Entries from a point annotation set:
^^^^

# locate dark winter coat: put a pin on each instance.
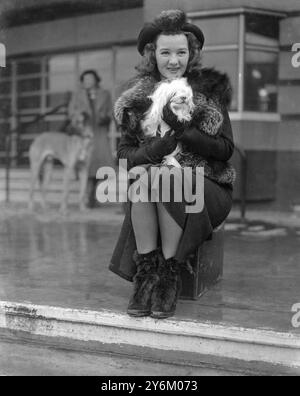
(209, 133)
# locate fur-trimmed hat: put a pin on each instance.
(170, 21)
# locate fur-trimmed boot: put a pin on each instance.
(166, 291)
(144, 281)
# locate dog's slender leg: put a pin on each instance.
(48, 166)
(66, 186)
(83, 177)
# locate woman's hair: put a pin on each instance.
(148, 65)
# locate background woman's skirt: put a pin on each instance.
(197, 227)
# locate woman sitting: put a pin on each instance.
(157, 237)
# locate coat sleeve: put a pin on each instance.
(219, 147)
(149, 153)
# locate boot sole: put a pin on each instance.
(161, 315)
(138, 314)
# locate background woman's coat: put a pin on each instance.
(100, 111)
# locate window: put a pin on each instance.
(245, 45)
(261, 63)
(261, 81)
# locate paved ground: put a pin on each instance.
(50, 260)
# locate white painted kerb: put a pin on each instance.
(186, 336)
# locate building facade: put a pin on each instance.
(49, 45)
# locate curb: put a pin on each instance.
(118, 329)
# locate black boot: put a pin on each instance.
(143, 282)
(166, 292)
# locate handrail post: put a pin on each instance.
(7, 167)
(243, 157)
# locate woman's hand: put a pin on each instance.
(161, 147)
(171, 119)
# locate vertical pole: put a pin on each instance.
(241, 101)
(241, 63)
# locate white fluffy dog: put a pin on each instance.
(179, 95)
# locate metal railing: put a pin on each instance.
(9, 157)
(243, 191)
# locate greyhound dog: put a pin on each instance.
(73, 151)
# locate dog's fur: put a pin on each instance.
(73, 151)
(179, 95)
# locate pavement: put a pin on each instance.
(53, 261)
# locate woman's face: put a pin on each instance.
(172, 55)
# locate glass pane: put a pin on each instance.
(218, 31)
(29, 102)
(61, 82)
(263, 25)
(261, 75)
(5, 87)
(126, 60)
(5, 107)
(32, 84)
(226, 62)
(29, 67)
(6, 71)
(61, 64)
(102, 62)
(4, 128)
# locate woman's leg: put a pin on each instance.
(145, 225)
(169, 230)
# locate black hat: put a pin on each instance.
(171, 21)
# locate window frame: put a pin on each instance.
(242, 47)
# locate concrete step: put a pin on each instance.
(257, 349)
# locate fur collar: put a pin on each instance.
(133, 102)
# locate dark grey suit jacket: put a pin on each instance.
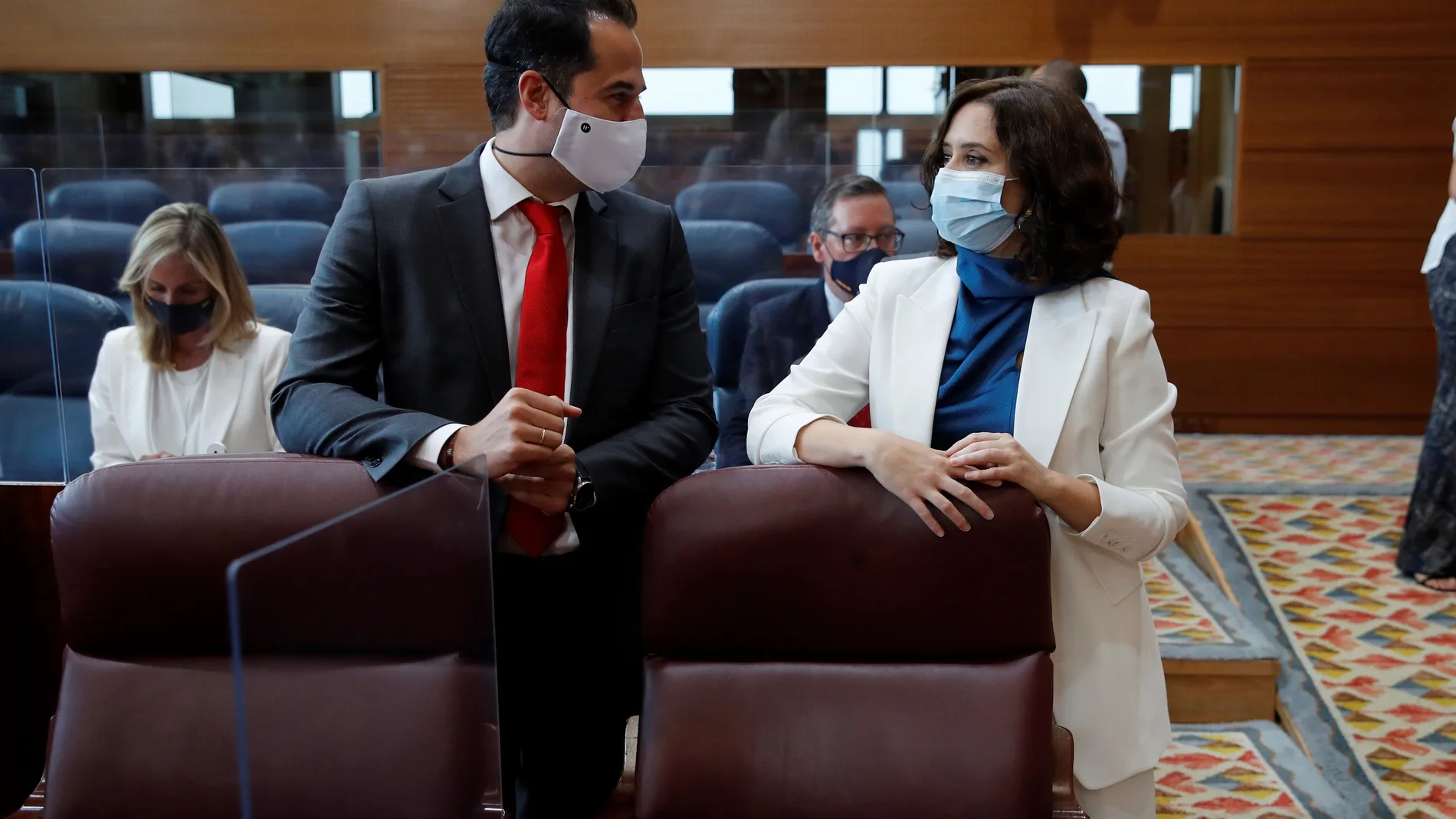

^^^^

Request:
Reproduce all of the data above word for word, leaving out the pictures.

Answer to this exercise:
# locate dark winter coat: put a pin on each instance.
(209, 133)
# locate fur-trimmed hat: put a pin on each instance.
(170, 21)
# locate fur-trimmed boot: put a pin on each instance.
(166, 291)
(144, 281)
# locate dog's slender leg: put a pin on each instance.
(48, 166)
(66, 186)
(83, 177)
# locate woman's hair: put a pin on each instance.
(148, 65)
# locate background woman's skirt: put a pin on each instance.
(197, 227)
# locate woman sitting: put a pin on each instance.
(157, 237)
# locate coat sleeve: put a pin on each instance.
(219, 147)
(149, 153)
# locate boot sole: put a pin on each instance.
(161, 315)
(138, 314)
# locate background woman's coat: put a pin on each instance.
(100, 111)
# locate window: put a pin on each instance.
(245, 45)
(261, 63)
(261, 81)
# locate paved ground: put a pin on each instance.
(50, 260)
# locate white painted kerb: put a pin on each instance.
(186, 336)
# locate building facade: put a pin on each instance.
(49, 45)
# locate curb: put a pin on each instance.
(118, 329)
# locate black boot: put a pin on each instance.
(143, 282)
(166, 292)
# locate handrail post: put a pin on each instance.
(7, 167)
(243, 157)
# locate woman's hand: put a pin on each instance.
(161, 147)
(171, 119)
# locate vertical pole: put a pin on each instance.
(241, 101)
(241, 63)
# locate white fluffy dog: put a pin on each instance.
(179, 95)
# locate metal railing: put a pin on each instance.
(9, 157)
(243, 191)
# locate greyhound dog: put a pin on each instance.
(73, 151)
# locate dog's fur: put a pin on each instance.
(73, 151)
(179, 95)
# locate pavement: put a pin on each instance.
(53, 261)
# locate woman's face: put a pin on each instance.
(172, 55)
# locate glass pane: put a pin on each instance.
(218, 31)
(29, 102)
(61, 82)
(263, 25)
(261, 75)
(5, 87)
(126, 60)
(5, 107)
(32, 84)
(226, 62)
(29, 67)
(6, 71)
(61, 64)
(102, 62)
(4, 128)
# locate woman's leg: put a pin on each instance.
(145, 225)
(169, 230)
# locate black hat: put a pin on each instance.
(171, 21)
# locate window frame: put a pin on each instance.
(242, 47)
# locate concrete step: put a pin on each instance.
(257, 349)
# locate fur collar: put a pin on each instance.
(133, 102)
# locate dark grey suit jacket: put a pin on each instance.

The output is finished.